━━ Fragmento de texto
Esa fue la simple pregunta que le formuló el profesor de Educación Física a Enrique, quien sumido en un estado de concentración total y con un palito estaba hurgando los restos de un insecto a orillas de un arroyo
- Es una ninfa real. Pero está muerta. - Dijo Enrique.
- No, no está muerta, se está moviendo – Observó el profesor.
- Sí, sí, se está moviendo. Pero eso se debe a que no tiene un sistema nervioso muy desarrollado. Por eso se mueve.
Eso sucedió en Tanti, Provincia de Córdoba, cuando teníamos 11 años. El profesor se llamaba Eduardo Pesci, y había compartido la anécdota con el resto de los maestros esa misma noche, en el marco de un viaje de estudios de la escuela primaria.
Ese viaje tuvo otra anécdota. Como parte de los juegos programados cada uno de los alumnos debía inventarse un disfraz y desfilar para un concurso. Yo no tuve mejor idea que disfrazarme de cura (estamos hablando de un colegio católico) lo que fue festejado por mis compañeros (venían a confesarse, simulábamos misa en tono satírico, etc.) pero generó una notoria incomodidad en todos los directivos. 
Enrique llamaba la atención por ser distinto y lo molestaban. Y yo llamaba la atención para molestar y ser distinto.
Debería empezar diciendo que las particularidades de Enrique son notables casi desde lo genético. Es un gigante bonachón, producto de una mezcla de un linaje prusiano y uno árabe. Es hijo de un Albatros de la Prefectura Naval, de quien en la más tierna infancia incorporó terminología y hábitos militares, manejo de computadoras, equipos de radiotransmisión y armas. Era entonces imposible que por esas y otras razones no nos llamara la atención a compañeros y amigos y que se convirtiera en fácil victima de hostigamientos. Kike era el mejor ejemplo de que el distinto incomoda a los demás y genera reacciones negativas. Un mecanismo automático ante el temor de lo que no se quiere o no se puede comprender.
Y la verdad es que 22 años después, por momentos, sigo intentando entenderlo.
No sólo coincidimos en la escuela. En 1992 también éramos compañeros en un equipo de básquet en el Club San Fernando. Integrábamos la división denominada Mini “B” (los Mini “A” eran “los buenos” y por ende nosotros éramos la resaca). 
En aquel entonces fuimos visitados por un equipo de básquet de Uruguay. La delegación de pequeños charrúas se alojó en nuestro club con la intención de jugar varios amistosos, y así se organizaron dos partidos: el primero fue club versus club y luego se jugó un jam o “mezcladito”.
━━━━
● **Tarea planteada A**
Reproduzca sin modificación alguna las líneas del listado comprendidas entre la que contiene "Task: indicate one point on every instance of the neck" y el final de dicho listado, ambas inclusive.
━━ Listado proporcionado
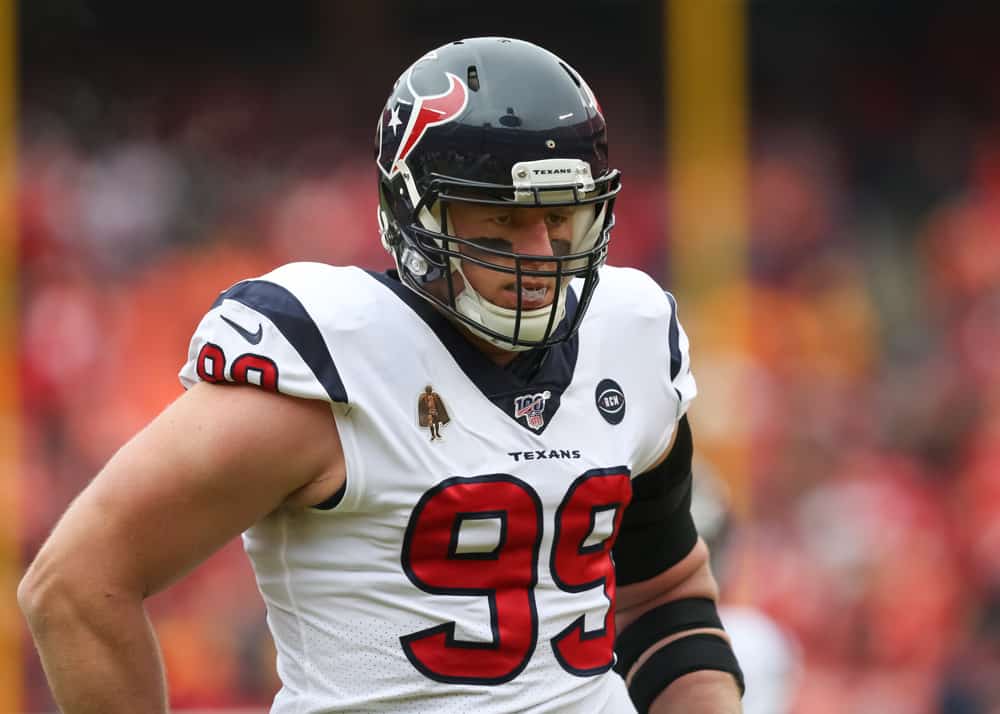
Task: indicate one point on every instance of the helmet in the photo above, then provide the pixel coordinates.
(493, 121)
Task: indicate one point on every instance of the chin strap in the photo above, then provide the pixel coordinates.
(503, 320)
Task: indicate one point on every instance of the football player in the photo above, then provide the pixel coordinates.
(536, 555)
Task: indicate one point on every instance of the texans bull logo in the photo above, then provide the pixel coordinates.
(416, 118)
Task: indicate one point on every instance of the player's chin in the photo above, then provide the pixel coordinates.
(508, 299)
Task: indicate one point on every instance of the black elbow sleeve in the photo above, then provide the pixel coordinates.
(657, 530)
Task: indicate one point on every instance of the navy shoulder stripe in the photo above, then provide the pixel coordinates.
(282, 308)
(673, 337)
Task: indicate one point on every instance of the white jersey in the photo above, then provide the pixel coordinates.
(466, 566)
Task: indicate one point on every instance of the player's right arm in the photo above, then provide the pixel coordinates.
(214, 462)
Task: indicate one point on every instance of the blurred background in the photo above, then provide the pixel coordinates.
(848, 349)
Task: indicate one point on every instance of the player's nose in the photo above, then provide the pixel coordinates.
(534, 236)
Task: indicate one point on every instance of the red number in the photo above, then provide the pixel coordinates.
(211, 367)
(578, 565)
(211, 363)
(433, 562)
(267, 369)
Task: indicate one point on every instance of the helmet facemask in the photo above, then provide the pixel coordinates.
(431, 261)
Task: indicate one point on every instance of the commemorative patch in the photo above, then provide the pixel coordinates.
(532, 408)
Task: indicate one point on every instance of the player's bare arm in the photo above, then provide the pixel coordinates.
(673, 653)
(214, 462)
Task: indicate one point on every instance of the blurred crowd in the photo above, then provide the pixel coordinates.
(871, 535)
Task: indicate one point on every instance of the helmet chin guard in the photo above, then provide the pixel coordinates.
(522, 329)
(496, 122)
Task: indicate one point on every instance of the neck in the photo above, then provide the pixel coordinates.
(496, 354)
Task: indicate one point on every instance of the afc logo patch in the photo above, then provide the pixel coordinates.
(532, 408)
(610, 400)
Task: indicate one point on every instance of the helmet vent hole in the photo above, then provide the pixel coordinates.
(510, 119)
(571, 73)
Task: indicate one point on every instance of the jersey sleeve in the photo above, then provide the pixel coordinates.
(681, 377)
(259, 332)
(658, 362)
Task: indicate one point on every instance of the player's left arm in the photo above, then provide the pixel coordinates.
(671, 648)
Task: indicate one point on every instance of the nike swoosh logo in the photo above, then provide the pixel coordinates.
(251, 337)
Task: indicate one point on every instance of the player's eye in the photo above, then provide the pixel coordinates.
(560, 247)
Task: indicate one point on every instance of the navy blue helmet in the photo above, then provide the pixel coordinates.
(493, 121)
━━━━
● **Tarea planteada B**
Según el fragmento, ¿cómo se llamaba el profesor de Educación Física?

● **Respuesta correcta A**
Task: indicate one point on every instance of the neck in the photo above, then provide the pixel coordinates.
(496, 354)
Task: indicate one point on every instance of the afc logo patch in the photo above, then provide the pixel coordinates.
(532, 408)
(610, 400)
Task: indicate one point on every instance of the helmet vent hole in the photo above, then provide the pixel coordinates.
(510, 119)
(571, 73)
Task: indicate one point on every instance of the jersey sleeve in the photo above, then provide the pixel coordinates.
(681, 377)
(259, 332)
(658, 362)
Task: indicate one point on every instance of the player's left arm in the photo above, then provide the pixel coordinates.
(671, 648)
Task: indicate one point on every instance of the nike swoosh logo in the photo above, then provide the pixel coordinates.
(251, 337)
Task: indicate one point on every instance of the player's eye in the photo above, then provide the pixel coordinates.
(560, 247)
Task: indicate one point on every instance of the navy blue helmet in the photo above, then provide the pixel coordinates.
(493, 121)

● **Respuesta correcta B**
Eduardo Pesci.